In early 2021, Dr. Brian Parker knew his health system was in trouble. As chief quality and learning officer at Allegheny Health Network, he and the executive team made the call in 2020 to pause several discharge-related quality improvement projects. Patient volumes had declined dramatically because of a statewide order suspending all elective procedures and surgeries.
By late 2020, elective surgeries had resumed, the hospital system was swamped by COVID-19 patients. Admitting and discharging patients as quickly as possible loomed as a threat to quality and safety. That led the Pittsburgh-based not-for-profit system to renew its readmissions prevention work.
“Once we saw what was coming—what we thought was that light at the end of the tunnel but it was a train, it was delta (variant)—that’s when we really made the determination that discharge work needed to be reinvigorated again, because we were going to have gridlock,” Parker said.
The 14-hospital system separated COVID-19 patients from the others. As the executive responsible for tracking metrics such as readmissions, Parker played a vital role in ensuring patients in hospitals for reasons other than the novel coronavirus could get appropriate, safe care.

## Information provided
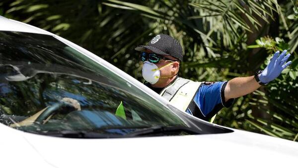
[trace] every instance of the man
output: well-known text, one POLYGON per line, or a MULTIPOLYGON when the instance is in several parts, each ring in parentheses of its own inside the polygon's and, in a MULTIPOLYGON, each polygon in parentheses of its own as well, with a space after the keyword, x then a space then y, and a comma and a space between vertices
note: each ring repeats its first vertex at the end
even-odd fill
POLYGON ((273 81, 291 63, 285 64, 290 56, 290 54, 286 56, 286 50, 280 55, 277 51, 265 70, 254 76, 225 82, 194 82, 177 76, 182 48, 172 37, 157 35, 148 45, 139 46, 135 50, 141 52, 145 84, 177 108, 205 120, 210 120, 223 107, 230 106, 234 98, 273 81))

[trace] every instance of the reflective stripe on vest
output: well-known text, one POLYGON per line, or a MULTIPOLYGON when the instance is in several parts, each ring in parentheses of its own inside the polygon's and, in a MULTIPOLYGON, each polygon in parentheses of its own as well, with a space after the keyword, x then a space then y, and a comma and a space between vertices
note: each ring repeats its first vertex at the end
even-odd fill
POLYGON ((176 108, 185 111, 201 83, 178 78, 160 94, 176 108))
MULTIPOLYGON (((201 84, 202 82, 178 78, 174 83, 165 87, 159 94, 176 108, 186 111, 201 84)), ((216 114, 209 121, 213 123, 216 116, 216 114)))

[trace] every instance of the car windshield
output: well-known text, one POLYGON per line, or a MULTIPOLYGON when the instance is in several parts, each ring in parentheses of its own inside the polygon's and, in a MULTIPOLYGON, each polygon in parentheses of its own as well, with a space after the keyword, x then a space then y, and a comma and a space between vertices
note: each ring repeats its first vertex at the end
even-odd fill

---

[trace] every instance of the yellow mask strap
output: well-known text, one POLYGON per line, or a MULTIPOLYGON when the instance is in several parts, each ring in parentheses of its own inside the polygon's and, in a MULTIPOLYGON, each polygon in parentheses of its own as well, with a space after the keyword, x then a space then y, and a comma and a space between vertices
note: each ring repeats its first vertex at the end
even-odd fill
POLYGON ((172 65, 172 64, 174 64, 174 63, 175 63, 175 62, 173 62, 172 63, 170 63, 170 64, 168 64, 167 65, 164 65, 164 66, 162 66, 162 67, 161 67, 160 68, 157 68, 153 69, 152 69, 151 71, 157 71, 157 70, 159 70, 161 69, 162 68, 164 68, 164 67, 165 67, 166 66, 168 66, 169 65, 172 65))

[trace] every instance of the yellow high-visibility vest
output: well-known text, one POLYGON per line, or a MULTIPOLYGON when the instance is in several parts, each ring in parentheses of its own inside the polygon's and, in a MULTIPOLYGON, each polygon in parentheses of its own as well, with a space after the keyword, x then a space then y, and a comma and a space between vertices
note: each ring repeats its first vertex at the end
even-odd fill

## Exercise tasks
#1 In the article on Allegheny Health Network's readmissions work, what was Dr. Brian Parker's title?
#2 Carry the article on Allegheny Health Network's readmissions work forward from its last sentence.
The rows are from a different source than the article.

## Responses in order
#1 Chief quality and learning officer at Allegheny Health Network.

#2
Discharge work has always been important, because patients are flooded with information hours before going home. Once they’re on their own, how well a patient follows those directions can make or break recovery.
“Each time a patient has another (chronic obstructive pulmonary disease) or congestive heart failure exacerbation, it reduces their lung or heart function,” and that in turn creates a sicker patient who is harder to treat, said Dr. David Burwell, chief quality officer for UPMC facilities in central Pennsylvania and western Maryland. “Making sure that they continue to be successful (at home) is really important.”